* start Provided text *

This is an automated email from the ASF dual-hosted git repository.

lcwik pushed a commit to branch master
in repository https://gitbox.apache.org/repos/asf/beam.git


The following commit(s) were added to refs/heads/master by this push:
     new 0262ee53c60 [BEAM-13519] Solve race issues when the server responds 
with an error before the GrpcStateClient finishes being constructed. (#17240)
0262ee53c60 is described below

commit 0262ee53c6018d929a8a40fdf66735cc7e934951
Author: Luke Cwik <[email protected]>
AuthorDate: Mon Apr 4 14:32:41 2022 -0700

    [BEAM-13519] Solve race issues when the server responds with an error 
before the GrpcStateClient finishes being constructed. (#17240)
    
    * [BEAM-13519] Solve race issues when the server responds with an error 
before the GrpcStateClient finishes.
    
    The issue was that the InboundObserver can be invoked before 
outboundObserverFactory#outboundObserverFor returns meaning that
    the server is waiting for a response for cache.remove but 
cache.computeIfAbsent is being invoked at the same time.
    
    Another issue was that the outstandingRequests map could be updated with 
another request within GrpcStateClient during closeAndCleanup meaning that the 
CompleteableFuture would never be completed exceptionally.
    
    Passes 1000 times locally now without getting stuck or failing.

* end Provided text *
* start Given data *

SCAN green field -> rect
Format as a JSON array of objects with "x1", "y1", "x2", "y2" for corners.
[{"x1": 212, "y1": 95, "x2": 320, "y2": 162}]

* end Given data *

Aim » According to the commit message above, how many times does the fix now pass locally?

Problem solution » It passes 1000 times locally without getting stuck or failing.